Count the lines in the records below that contain the string "beaver" and reply with only that number.

— start of Data for this task —

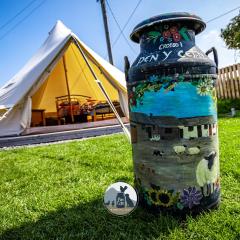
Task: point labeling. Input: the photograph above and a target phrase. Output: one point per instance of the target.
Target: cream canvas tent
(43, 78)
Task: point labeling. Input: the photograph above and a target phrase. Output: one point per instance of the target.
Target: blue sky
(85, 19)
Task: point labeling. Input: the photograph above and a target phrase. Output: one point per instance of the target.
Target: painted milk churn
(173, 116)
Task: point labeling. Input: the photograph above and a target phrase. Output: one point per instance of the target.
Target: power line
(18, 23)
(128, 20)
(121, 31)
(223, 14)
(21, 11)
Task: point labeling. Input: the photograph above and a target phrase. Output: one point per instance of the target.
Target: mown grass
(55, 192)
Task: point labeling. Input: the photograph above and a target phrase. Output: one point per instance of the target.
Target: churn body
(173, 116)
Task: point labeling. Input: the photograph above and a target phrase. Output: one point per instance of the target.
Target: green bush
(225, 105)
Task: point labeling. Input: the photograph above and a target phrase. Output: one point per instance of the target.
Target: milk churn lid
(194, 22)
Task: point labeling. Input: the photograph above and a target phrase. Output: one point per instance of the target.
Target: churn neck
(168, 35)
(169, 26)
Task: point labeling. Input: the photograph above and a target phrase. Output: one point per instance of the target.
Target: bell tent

— end of Data for this task —
— start of Data for this task —

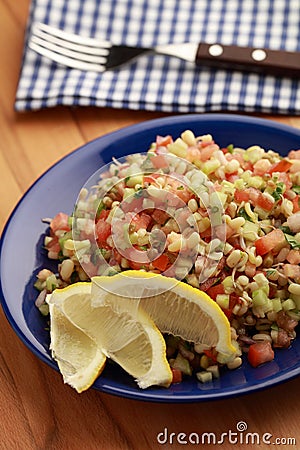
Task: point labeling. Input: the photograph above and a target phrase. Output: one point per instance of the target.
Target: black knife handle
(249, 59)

— end of Data for this task —
— start of Data for this task —

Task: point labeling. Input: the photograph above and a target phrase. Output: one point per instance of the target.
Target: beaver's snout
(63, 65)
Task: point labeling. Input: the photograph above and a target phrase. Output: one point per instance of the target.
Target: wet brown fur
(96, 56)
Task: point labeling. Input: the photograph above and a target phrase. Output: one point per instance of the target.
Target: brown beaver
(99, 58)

— end of Data for this task —

§ Finished exercise:
2